— Start of DATASET CONTENT —

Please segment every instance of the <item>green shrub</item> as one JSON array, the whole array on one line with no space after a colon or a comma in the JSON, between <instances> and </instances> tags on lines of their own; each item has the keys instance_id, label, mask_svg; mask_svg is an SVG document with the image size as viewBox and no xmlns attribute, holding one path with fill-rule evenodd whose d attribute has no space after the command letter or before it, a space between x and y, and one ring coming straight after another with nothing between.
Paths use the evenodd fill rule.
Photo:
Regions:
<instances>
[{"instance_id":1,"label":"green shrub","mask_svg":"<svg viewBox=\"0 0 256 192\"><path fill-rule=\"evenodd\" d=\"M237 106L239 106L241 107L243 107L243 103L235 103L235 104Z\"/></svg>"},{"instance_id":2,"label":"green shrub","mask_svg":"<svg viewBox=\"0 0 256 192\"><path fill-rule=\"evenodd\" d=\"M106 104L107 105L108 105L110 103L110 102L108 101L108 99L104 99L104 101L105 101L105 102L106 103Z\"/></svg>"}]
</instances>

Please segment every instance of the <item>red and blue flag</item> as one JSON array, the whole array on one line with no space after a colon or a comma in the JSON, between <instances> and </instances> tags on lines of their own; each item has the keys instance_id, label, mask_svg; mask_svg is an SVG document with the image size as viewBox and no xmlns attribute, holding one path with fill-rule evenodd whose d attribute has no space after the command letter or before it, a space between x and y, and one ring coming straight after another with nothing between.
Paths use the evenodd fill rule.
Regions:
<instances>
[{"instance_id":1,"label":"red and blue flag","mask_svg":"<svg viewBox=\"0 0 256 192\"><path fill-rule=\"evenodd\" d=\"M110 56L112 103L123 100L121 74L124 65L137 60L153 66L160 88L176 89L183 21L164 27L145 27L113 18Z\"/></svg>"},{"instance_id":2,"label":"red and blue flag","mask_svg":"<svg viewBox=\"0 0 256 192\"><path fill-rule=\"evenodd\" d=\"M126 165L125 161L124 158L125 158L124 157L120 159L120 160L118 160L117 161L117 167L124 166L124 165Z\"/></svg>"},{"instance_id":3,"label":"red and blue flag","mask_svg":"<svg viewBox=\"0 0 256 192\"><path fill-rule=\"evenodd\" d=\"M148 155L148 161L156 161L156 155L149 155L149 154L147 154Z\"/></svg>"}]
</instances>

— End of DATASET CONTENT —

Echo the lines above without any changes.

Please segment every instance of the <item>green shrub</item> as one JSON array, the whole array on one line with no space after a colon or a comma in the JSON, between <instances> and </instances> tags on lines of their own; each item has the keys instance_id, label, mask_svg; mask_svg is an SVG document with the image size as viewBox and no xmlns attribute, holding one path with fill-rule evenodd whose d attribute has no space after the command letter or before it, a space between x and y, and one ring coming straight after another with nothing between.
Paths use the evenodd fill rule.
Photo:
Regions:
<instances>
[{"instance_id":1,"label":"green shrub","mask_svg":"<svg viewBox=\"0 0 256 192\"><path fill-rule=\"evenodd\" d=\"M237 106L239 106L241 107L243 107L243 103L235 103L235 104Z\"/></svg>"},{"instance_id":2,"label":"green shrub","mask_svg":"<svg viewBox=\"0 0 256 192\"><path fill-rule=\"evenodd\" d=\"M106 104L107 105L108 105L110 103L110 102L108 101L108 99L104 99L104 101L105 101L105 102L106 103Z\"/></svg>"}]
</instances>

Please segment every instance of the <item>red and blue flag</item> as one JSON array, the whole array on one line with no space after a colon or a comma in the JSON, between <instances> and </instances> tags on lines of their own; each item has the keys instance_id, label, mask_svg; mask_svg is an SVG document with the image size as viewBox and no xmlns attribute, holding one path with fill-rule evenodd whose d attribute has no space after the command letter or before it, a space between x and y, and one ring coming straight after another with nothing between.
Paths use the evenodd fill rule.
Regions:
<instances>
[{"instance_id":1,"label":"red and blue flag","mask_svg":"<svg viewBox=\"0 0 256 192\"><path fill-rule=\"evenodd\" d=\"M110 56L112 103L123 100L121 74L124 65L137 60L153 66L160 88L176 89L183 21L164 27L145 27L113 18Z\"/></svg>"},{"instance_id":2,"label":"red and blue flag","mask_svg":"<svg viewBox=\"0 0 256 192\"><path fill-rule=\"evenodd\" d=\"M126 165L125 161L124 158L125 158L124 157L120 159L120 160L118 160L117 161L117 167L124 166L124 165Z\"/></svg>"},{"instance_id":3,"label":"red and blue flag","mask_svg":"<svg viewBox=\"0 0 256 192\"><path fill-rule=\"evenodd\" d=\"M148 155L148 161L156 161L156 155L149 155L149 154L147 154Z\"/></svg>"}]
</instances>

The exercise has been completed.